**WHAT IS ASKED**:
• 1. Please write out, word for word, the part of the Bassendean Hotel post that opens with the words containing "It truly sounds" and closes with "her home town.".
• 2. In one to three sentences, explain which part of the hotel the shop owner across the road enjoys and why, as the Bassendean Hotel post states it.

**TEXT SHOWN**:
■ ■ ■ ■ ■ ■ ■
November 25, 2022
Serving The Thirsty: The Old Church of the Golden Nectar
We went to our newly renovated local pub/hotel last night after work for a meal and a drink, and to check out what is a stunning renovation of an almost 100 year old building. It’s the Bassendean Hotel, about ten minutes walk from our house. It used to be fairly downtrodden and tired, but after more than a year of renovations, it looks amazing inside and out.
A little bit about our suburb. It’s old, it’s on the river and near the trainline and only 15 minutes from the city. It used to be a working class suburb with a lot of migrants, but it’s gentrifying, and quickly. It’s one of the greenest suburbs in the area, literally and politically. We like living here. It’s been nearly six years and we love the changes.
And last night the Bassendean Hotel was packed. Young couples with dogs (pooches are welcome), parents with kids (there’s a great playground inside the beer garden), older couples having a wine. The evening was balmy, it was the end of a busy couple of days work for my wife. The food was great, and the wait-staff super friendly We were on a date, kinda making up for lost time after me being away for weeks on end. Planets align right there! Here’s a picture of my Jill feeling chill.
As we were eating, a Christian bloke in Perth who has a keen heart for people to know Jesus, and who held a significant ministry to a national sporting team walked in with a friend. We talked about the changes to the building. And then on Facebook this morning we had this banter:
“The old church of the golden nectar”. He’s on to something. My friend’s got a keen eye for culture. He knows how get around to a gospel conversation with anyone, without batting an eyelid. What’s more he and I had both noticed the slogan on the back of the tee-shirts “Serving The Thirsty”. And we both picked up that it was saying more than what’s on the surface.
If you Google the Bassendean Hotel, this comes up:
Serving the thirsty since 1930, The Bassendean Hotel opened its doors to a line forming down the street from 9am, with locals thirsty for their first pint. Standing on the corner of Old Perth Road for nearly 100 years, it has carved out a place as your cornerstone pub and for many, it’s an extension of their living room.
Serving the thirsty? Interesting. An extension of your living room? Nice. And as my our banter shows, it immediately pushed both of us to thinking about the One with a reputation for serving the thirsty. There’s also this on the webpage.
This is an inclusive community that welcomes all. It’s got the flags and the statements to prove it. A safe and welcoming space, like your lounge room where your thirst will be slaked.
And you know what? It feels like it does. It feels heaps better than the old version of the Bassendean Hotel. The lady who clips my dog owns the shop across the road, and she’s an old school, dreadlocked hippy who lives out on acreage past the city. Even she loves the new Bassendean Hotel. Not the swanky part of it. Not the kid-friendly bit. But as she told me, “They’ve got something for everyone.” And for her that’s the sports bar out the back which feels “old school” enough (AKA 1980s enough) for her to enjoy it.
It truly sounds like the place everyone would want to be. Welcoming, and serving the thirsty. And it works. Why? Because it does tap into that need that people have for the kind of place it describes itself as. It certainly felt like that last night. Even the woman at the well would have been welcomed there in a way that she wasn’t welcomed in her home town.
■ ■ ■ ■ ■ ■ ■
**EXTRACTED DATA**:
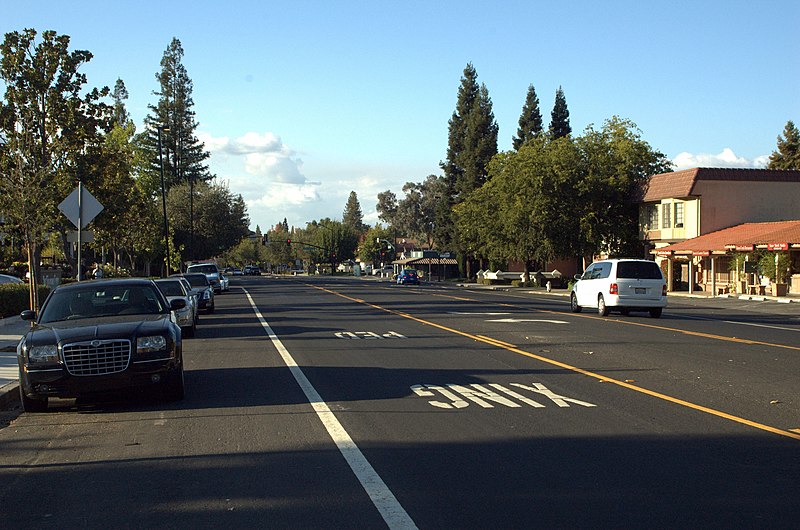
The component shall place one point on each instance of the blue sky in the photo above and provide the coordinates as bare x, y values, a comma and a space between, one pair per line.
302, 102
■ ■ ■ ■ ■ ■ ■
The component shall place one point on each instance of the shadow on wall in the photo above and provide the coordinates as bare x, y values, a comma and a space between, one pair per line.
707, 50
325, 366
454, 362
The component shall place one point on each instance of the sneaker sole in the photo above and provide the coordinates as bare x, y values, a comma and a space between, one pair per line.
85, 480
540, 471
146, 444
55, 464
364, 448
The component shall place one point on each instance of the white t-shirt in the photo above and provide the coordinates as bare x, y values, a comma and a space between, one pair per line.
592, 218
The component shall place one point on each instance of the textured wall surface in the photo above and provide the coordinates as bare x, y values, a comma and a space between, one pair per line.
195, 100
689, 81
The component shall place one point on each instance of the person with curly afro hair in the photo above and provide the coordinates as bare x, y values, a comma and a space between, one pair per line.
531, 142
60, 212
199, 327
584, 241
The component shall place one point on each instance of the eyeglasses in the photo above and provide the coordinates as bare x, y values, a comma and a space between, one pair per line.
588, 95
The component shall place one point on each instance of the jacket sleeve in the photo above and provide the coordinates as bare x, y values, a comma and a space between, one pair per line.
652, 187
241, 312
■ ■ ■ ■ ■ ■ ■
**SET OF ANSWERS**:
• 1.
It truly sounds like the place everyone would want to be. Welcoming, and serving the thirsty. And it works. Why? Because it does tap into that need that people have for the kind of place it describes itself as. It certainly felt like that last night. Even the woman at the well would have been welcomed there in a way that she wasn’t welcomed in her home town.

• 2. She enjoys the sports bar out the back, not the swanky part or the kid-friendly area. It feels "old school," or 1980s enough, for her to enjoy it.